- [YOUR TASK] Give the listing below again in full, exactly as written.

<<<<

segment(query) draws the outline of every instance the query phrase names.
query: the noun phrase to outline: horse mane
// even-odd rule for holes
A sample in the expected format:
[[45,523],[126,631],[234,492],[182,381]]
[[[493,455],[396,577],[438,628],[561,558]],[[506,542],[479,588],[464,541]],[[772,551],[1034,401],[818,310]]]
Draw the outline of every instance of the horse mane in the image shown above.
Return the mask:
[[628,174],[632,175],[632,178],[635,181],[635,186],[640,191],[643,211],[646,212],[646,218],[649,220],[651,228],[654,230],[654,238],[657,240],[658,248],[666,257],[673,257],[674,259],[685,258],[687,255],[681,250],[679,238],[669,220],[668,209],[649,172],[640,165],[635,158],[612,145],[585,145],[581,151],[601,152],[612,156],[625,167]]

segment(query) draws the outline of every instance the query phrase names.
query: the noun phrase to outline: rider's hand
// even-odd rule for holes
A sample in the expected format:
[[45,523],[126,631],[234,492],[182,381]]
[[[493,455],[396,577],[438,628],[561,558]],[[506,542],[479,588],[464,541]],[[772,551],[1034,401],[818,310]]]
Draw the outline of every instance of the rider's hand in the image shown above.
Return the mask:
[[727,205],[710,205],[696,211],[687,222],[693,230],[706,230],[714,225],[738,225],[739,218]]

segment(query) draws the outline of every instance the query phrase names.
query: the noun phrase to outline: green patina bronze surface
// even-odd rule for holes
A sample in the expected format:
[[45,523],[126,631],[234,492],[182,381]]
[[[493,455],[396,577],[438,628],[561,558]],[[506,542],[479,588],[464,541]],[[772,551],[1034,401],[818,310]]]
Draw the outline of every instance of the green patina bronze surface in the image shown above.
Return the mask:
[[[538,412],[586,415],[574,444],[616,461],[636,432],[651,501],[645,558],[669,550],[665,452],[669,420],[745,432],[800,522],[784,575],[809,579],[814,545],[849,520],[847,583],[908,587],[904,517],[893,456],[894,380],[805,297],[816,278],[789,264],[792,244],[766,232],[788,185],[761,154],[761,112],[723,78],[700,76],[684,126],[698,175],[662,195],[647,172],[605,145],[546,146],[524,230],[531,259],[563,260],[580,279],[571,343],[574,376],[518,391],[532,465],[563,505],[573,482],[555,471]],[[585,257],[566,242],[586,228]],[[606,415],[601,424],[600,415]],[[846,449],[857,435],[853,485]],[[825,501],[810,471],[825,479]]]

>>>>

- [TASK RESPONSE]
segment(query) draws the outline of every instance the query phrase names.
query: the noun phrase to outline: horse mane
// even-odd rule for holes
A sample in the expected format:
[[45,523],[126,631],[234,492],[182,381]]
[[[493,455],[396,577],[438,628],[561,558]],[[506,542],[479,588],[464,541]],[[772,551],[1034,401],[818,310]]]
Draw the outline of every instance of the horse mane in the image shown above.
Return the mask:
[[628,174],[632,175],[632,178],[635,181],[635,186],[640,191],[643,211],[646,212],[646,218],[649,220],[651,228],[654,230],[654,238],[657,240],[658,248],[666,257],[673,257],[674,259],[685,258],[687,255],[681,250],[679,238],[669,220],[668,209],[649,172],[640,165],[635,158],[612,145],[585,145],[581,151],[601,152],[612,156],[625,167]]

segment(query) draws the outline of every instance the query phrase names.
query: the noun phrase to outline: rider's hand
// even-odd rule for holes
A sample in the expected format:
[[45,523],[126,631],[234,492],[182,381]]
[[[493,455],[396,577],[438,628],[561,558]],[[506,542],[479,588],[464,541]],[[772,551],[1034,401],[818,310]]]
Draw the outline of every instance of the rider's hand in the image shown above.
Return the mask:
[[727,205],[710,205],[696,211],[687,222],[693,230],[706,230],[714,225],[738,225],[739,218]]

segment(query) draws the outline of every instance the query phrase names.
query: the noun phrase to outline: green patina bronze surface
// even-odd rule for holes
A sample in the expected format:
[[45,523],[126,631],[234,492],[182,381]]
[[[493,455],[396,577],[438,628],[561,558]],[[506,542],[479,588],[464,541]],[[772,551],[1034,401],[818,310]]]
Draw the outline of every instance of the green patina bronze surface in the image shown above.
Return the mask:
[[[538,412],[586,415],[574,444],[616,461],[636,432],[651,501],[645,558],[669,550],[665,452],[669,420],[745,432],[800,522],[784,575],[809,579],[814,545],[849,520],[847,583],[908,587],[904,517],[893,456],[894,380],[805,297],[816,278],[789,264],[792,244],[766,232],[788,185],[761,154],[761,112],[723,78],[700,76],[684,126],[698,175],[662,195],[647,172],[605,145],[546,146],[524,230],[531,259],[563,260],[580,279],[571,343],[574,376],[518,391],[532,465],[563,505],[573,482],[555,471]],[[585,257],[566,242],[586,228]],[[606,415],[601,424],[600,415]],[[846,449],[857,435],[853,485]],[[825,501],[810,471],[825,479]]]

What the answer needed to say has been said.